Please return the passage of the dinghy voyage account from "Indeed, we felt" up to and including "Oliver, but filling!", copied word for word.

▸ DOCUMENT SEGMENT
====
From here the day slipped by with intermittent sunshine; the mountainous Llyn Peninsular providing the most stunning backdrop.
On benign days like these, your confidence can get the better of you; I was already planning the next trip – perhaps an open sea passage from Holyhead (where we planned to leave the dinghy) across to the lovely Porthdinllaen on the Welsh mainland.
As ever, the weather would determine everything and just as we were starting to wonder if we’d even make Rhosneigr beach, at 1600 the wind backed and we were able to sail on a pleasant reach, cutting the sailing track in half.
Suddenly, everything had changed.
Our progress was such that an hour later we realised that, if we wanted, we could now sail all the way around Holy Isle, reaching South Stack at slack water and entering the finish at Holyhead by perhaps 2030.
However we are ‘creek crawlers’ at heart and the gut (a channel between sandbanks) that is the intriguing Cymyran Strait had long made us want to explore it.
We’d initially hoped that we could go all the way through and up to Holyhead, but after driving over the bridges a few days before we knew we could not get under the final one.
This was a tricky decision therefore: if we went this way, we were forgoing a circumnavigation by a few kilometres, but we were acutely aware that we had already hitched a lift and that the main reason we did such trips was to have fun, and this little oasis of ‘swatchways’ (same as gut) definitely required exploring!
Minds made up, we closely followed our passage guide, only to find we were completely flummoxed as to how to enter our fabled strait.
Minus binoculars, and the fact that it was absolute low water, meant that we just couldn’t quite believe that we were exactly where we thought.
Silver Sands Bay
We may have only been in a small dinghy, but such was the depth between the port hand rocks and starboard beach, we finally bailed and retreated to the outrageously beautiful Silver Sands Bay.
This was another ‘must see’ as it’s very difficult to access from the land (therefore often deserted) and it’s perfect horseshoe provided shelter from everything but a southerly wind.
Indeed, we felt every inch the Robinson Crusoe as we nudged onto the golden sands at 1800, after a full nine and a half hours in the boat!
I immediately donned my running kit and went to explore the entrance to the straits, while Dad wanted to work out a better way in which we could attach the mainsail to the mast.
A quick post-run dip in crystal clear waters to clean off and then it was a case of soaking up the scenery as the pasta boiled ready for its tuna, sweetcorn and mayonnaise topping – not quite Jamie Oliver, but filling!
At 2030 we left, hoping to use the last hour and a half of light to creep up the estuary.
In fact, such was the amount of water now, that we powered round under sail, easily identifying the landmarks in order to steam confidently through the extremely narrow entrance and into the eastern bay.
At 2100 we spotted a perfectly secluded little beach, just big enough for Ynyslas and two tents.
Wading out, I anchored her as far as I could manage without getting too soaked in order to make an early enough getaway in the morning.
We then had our usual fun of seeing if there was an even better camping spot elsewhere (always taking unnecessarily long!), before settling on a site by a wooden hut surrounded by a patch of grass, sand proving just too irritating when packing away tents in the morning.
The encroaching darkness witnessed us enjoying a hot drink next to an old wooden wreck, before crawling into the tents for a final night.
Dinghy sailor’s paradise
By 0730 on day four, the tide lifted Ynyslas one final time and under jib we took the flood up the narrow channel.
====
▸ Excerpts of labeled region data
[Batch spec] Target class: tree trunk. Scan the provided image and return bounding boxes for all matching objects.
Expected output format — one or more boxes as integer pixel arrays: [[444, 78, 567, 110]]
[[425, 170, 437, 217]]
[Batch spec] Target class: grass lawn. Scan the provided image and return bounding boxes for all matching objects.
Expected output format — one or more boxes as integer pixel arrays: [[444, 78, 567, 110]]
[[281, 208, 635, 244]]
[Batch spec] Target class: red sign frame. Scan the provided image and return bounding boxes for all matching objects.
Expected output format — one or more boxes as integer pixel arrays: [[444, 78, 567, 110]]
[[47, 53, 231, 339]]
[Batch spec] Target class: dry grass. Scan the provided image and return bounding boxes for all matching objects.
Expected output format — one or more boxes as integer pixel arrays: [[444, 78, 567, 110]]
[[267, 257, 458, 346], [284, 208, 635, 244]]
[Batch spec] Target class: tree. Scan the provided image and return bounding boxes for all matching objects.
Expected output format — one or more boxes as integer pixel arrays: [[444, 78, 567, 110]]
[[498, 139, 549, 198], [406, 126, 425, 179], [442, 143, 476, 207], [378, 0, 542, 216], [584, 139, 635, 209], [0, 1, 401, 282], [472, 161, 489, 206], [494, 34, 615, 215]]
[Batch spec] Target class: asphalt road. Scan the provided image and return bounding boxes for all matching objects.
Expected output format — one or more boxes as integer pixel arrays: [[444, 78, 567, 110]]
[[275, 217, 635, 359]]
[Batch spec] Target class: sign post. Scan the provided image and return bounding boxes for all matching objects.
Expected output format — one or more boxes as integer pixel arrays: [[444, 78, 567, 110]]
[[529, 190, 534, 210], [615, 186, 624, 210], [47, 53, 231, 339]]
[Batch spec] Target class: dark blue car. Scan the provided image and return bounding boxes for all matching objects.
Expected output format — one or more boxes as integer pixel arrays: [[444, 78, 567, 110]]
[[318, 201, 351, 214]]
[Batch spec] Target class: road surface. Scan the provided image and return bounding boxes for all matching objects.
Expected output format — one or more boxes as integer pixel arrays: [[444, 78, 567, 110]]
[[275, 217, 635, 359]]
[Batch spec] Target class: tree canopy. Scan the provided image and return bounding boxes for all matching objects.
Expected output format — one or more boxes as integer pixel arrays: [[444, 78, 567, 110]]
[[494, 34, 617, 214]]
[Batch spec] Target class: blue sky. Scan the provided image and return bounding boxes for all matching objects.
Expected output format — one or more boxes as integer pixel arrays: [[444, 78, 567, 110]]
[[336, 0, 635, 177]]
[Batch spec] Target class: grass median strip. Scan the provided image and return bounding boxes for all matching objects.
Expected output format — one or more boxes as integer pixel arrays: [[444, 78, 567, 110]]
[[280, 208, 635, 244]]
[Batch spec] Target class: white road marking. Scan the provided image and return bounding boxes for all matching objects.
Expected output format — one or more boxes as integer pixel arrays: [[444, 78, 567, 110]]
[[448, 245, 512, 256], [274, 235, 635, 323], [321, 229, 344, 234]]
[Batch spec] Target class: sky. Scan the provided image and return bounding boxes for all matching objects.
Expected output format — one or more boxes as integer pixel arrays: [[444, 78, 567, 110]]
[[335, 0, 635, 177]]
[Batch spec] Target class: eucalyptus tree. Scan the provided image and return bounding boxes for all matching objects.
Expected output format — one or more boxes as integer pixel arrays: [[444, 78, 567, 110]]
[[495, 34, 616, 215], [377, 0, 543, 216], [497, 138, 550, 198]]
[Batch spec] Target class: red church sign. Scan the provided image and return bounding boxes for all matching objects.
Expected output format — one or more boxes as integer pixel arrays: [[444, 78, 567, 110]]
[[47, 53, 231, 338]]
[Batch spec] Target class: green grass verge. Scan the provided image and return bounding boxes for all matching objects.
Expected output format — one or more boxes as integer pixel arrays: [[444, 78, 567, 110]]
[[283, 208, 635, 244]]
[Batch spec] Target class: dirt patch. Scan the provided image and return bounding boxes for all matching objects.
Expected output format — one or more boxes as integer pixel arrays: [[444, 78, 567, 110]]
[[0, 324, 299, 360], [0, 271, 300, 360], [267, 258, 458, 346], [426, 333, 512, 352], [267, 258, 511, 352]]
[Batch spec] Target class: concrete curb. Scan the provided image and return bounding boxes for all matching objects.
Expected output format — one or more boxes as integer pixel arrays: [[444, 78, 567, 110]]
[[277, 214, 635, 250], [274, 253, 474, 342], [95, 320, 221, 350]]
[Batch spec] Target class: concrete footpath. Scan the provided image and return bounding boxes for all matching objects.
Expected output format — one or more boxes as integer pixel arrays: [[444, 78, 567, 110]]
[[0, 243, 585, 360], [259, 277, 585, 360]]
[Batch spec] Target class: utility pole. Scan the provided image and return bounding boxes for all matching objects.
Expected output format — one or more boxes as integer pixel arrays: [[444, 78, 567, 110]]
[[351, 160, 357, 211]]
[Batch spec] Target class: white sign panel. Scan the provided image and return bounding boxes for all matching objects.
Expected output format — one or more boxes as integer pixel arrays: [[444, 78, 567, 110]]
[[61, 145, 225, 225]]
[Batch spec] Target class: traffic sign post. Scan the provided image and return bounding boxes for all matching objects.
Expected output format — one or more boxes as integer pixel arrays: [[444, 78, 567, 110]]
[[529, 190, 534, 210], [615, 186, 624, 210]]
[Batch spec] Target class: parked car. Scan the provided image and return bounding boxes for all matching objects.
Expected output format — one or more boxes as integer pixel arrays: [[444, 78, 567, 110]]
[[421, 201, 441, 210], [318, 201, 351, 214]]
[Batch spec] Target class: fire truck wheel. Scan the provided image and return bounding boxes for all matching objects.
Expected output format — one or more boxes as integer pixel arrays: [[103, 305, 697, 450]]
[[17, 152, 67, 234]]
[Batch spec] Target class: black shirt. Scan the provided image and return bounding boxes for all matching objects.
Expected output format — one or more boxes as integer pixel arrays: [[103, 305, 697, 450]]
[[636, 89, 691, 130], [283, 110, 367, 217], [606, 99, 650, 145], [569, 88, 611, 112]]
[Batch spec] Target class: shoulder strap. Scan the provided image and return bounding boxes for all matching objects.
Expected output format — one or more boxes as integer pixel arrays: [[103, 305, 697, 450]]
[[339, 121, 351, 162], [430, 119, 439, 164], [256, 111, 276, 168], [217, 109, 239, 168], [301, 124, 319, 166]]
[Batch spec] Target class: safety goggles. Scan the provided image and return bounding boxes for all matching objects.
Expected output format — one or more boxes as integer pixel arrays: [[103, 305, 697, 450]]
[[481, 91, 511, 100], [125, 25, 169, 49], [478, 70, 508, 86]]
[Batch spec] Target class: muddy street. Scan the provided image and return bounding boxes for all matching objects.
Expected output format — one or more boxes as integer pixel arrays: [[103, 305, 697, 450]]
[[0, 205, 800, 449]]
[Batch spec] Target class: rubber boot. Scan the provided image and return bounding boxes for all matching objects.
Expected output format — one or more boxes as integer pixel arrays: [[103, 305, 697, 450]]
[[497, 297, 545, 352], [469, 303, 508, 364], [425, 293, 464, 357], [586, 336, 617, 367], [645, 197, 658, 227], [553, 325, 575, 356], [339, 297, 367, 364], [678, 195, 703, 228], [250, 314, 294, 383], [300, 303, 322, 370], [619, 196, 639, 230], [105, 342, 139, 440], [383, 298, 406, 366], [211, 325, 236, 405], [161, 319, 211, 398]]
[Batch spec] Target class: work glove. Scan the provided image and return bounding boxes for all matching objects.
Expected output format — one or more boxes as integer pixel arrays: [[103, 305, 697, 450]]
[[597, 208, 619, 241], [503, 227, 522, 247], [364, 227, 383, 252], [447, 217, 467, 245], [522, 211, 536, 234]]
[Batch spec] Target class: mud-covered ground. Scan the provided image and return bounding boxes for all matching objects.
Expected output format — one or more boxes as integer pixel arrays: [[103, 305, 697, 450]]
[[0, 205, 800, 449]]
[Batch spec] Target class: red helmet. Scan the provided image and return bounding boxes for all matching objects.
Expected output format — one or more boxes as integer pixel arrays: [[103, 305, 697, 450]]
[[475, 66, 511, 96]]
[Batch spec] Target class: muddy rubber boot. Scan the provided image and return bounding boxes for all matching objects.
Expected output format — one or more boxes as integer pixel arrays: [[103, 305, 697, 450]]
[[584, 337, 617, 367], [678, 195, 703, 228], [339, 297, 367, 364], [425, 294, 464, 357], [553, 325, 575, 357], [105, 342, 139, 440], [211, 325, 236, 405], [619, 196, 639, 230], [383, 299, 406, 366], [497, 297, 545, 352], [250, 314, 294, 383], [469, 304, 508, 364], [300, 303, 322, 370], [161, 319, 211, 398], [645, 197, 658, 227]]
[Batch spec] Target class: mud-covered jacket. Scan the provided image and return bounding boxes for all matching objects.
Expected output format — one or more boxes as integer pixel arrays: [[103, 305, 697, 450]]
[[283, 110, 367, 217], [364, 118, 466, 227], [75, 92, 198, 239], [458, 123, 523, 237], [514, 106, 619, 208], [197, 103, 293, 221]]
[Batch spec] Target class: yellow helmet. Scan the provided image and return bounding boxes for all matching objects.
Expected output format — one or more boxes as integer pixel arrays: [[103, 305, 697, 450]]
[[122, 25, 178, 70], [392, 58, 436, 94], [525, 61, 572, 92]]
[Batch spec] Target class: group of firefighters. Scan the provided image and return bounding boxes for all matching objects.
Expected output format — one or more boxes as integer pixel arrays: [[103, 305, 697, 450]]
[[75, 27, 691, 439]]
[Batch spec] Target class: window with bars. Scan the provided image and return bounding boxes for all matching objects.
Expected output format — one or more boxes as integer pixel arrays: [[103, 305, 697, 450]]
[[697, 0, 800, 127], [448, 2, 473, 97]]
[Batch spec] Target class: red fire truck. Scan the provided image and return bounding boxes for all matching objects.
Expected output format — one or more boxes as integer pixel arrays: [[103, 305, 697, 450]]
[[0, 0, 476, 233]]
====
▸ CORRECT RESULT
Indeed, we felt every inch the Robinson Crusoe as we nudged onto the golden sands at 1800, after a full nine and a half hours in the boat!
I immediately donned my running kit and went to explore the entrance to the straits, while Dad wanted to work out a better way in which we could attach the mainsail to the mast.
A quick post-run dip in crystal clear waters to clean off and then it was a case of soaking up the scenery as the pasta boiled ready for its tuna, sweetcorn and mayonnaise topping – not quite Jamie Oliver, but filling!